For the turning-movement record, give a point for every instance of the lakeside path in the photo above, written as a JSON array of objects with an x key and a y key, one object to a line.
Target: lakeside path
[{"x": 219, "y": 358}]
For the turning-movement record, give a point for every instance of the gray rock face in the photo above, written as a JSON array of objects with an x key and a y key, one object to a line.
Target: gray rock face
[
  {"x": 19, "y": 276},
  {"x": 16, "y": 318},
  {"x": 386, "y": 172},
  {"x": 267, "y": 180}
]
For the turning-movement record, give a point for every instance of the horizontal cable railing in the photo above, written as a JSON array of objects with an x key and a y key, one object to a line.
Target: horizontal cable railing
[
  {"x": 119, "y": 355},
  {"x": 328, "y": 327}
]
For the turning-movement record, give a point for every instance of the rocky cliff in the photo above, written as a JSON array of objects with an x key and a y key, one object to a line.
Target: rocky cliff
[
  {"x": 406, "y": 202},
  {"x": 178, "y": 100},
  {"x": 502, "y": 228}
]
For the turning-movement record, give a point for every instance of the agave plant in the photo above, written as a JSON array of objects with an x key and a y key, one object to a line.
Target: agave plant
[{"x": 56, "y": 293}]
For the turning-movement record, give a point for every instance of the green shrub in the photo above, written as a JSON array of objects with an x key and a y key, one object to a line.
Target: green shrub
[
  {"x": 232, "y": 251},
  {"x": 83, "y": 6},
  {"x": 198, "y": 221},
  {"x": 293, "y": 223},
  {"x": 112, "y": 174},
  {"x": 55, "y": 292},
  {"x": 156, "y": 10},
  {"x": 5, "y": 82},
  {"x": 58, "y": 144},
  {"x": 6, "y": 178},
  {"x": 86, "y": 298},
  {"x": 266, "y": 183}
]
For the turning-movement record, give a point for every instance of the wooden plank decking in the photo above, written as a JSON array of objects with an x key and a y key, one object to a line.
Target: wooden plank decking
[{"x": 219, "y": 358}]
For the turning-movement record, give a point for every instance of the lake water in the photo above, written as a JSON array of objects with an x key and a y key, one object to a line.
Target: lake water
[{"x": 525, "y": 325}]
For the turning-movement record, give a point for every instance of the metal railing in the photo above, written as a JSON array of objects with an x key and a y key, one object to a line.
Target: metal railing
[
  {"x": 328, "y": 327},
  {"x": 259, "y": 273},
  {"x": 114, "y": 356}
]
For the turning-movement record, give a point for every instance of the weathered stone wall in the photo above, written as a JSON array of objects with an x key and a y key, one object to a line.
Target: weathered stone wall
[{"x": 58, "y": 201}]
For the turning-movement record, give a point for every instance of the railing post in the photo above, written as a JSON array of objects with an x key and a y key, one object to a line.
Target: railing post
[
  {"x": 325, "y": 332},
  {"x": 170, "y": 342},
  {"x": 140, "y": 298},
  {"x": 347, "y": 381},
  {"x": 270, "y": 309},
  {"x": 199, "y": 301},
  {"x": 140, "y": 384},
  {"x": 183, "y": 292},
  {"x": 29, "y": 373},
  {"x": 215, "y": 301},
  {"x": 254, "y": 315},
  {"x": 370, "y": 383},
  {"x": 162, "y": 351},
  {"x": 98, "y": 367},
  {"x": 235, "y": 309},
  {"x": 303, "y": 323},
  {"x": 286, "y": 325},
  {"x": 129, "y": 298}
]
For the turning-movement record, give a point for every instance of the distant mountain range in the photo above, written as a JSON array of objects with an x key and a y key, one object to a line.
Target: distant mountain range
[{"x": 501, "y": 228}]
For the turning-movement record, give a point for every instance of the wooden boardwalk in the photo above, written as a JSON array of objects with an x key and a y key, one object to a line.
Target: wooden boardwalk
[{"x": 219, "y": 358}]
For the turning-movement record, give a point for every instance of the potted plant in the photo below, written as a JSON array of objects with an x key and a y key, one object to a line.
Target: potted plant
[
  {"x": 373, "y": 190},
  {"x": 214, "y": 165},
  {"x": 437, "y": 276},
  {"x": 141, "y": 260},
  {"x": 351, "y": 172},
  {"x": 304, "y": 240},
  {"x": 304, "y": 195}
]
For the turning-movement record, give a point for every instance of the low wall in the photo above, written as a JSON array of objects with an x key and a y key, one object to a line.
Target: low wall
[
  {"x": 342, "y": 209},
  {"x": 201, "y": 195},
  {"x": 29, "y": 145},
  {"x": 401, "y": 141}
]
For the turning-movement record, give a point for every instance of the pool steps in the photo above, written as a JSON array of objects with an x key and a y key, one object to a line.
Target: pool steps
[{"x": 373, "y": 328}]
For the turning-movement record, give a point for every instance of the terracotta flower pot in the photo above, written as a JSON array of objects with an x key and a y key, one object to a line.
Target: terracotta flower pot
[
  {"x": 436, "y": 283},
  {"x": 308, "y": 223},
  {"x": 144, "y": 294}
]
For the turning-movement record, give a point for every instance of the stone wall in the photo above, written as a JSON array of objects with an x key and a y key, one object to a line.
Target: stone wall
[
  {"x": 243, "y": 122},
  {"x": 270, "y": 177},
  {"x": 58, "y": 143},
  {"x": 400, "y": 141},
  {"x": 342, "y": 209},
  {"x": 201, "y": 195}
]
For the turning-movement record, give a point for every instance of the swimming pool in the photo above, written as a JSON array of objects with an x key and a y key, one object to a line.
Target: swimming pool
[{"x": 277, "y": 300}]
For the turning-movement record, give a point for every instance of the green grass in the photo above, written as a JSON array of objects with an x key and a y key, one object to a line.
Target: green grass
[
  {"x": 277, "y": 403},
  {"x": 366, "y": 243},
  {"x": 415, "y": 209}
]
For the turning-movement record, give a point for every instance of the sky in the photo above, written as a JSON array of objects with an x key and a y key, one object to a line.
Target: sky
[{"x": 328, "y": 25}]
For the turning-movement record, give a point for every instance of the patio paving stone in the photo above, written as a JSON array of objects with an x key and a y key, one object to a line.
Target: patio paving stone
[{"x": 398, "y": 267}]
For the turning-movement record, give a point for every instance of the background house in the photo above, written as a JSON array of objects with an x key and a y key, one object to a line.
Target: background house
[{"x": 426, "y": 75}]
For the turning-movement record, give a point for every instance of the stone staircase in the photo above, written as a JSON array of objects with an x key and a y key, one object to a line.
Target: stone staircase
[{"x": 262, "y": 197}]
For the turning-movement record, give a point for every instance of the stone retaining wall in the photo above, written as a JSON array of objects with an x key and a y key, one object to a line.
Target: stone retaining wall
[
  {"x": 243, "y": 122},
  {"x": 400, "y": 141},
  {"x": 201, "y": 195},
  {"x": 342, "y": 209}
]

====

Output exactly the lines between the one containing "of the background" and the final line above, both inclusive.

> **Result of this exercise**:
For the turning-movement record, give a point for every instance of the background house in the photo above, written as a JSON array of objects with an x key and a y key, one object to a line.
Target: background house
[{"x": 426, "y": 75}]
For the turning-movement record, give a point for every instance of the stone staircase in the photo above, written as a JSON array of objects with an x key and a y key, one object to a line.
Target: stone staircase
[{"x": 262, "y": 197}]
For the turning-movement record, give a point for every instance of the stone retaining wall in the photo above, written as a JSON array of objects with an x key and a y key, one object to a line.
Target: stone retaining wall
[
  {"x": 243, "y": 122},
  {"x": 400, "y": 141},
  {"x": 201, "y": 195},
  {"x": 342, "y": 209}
]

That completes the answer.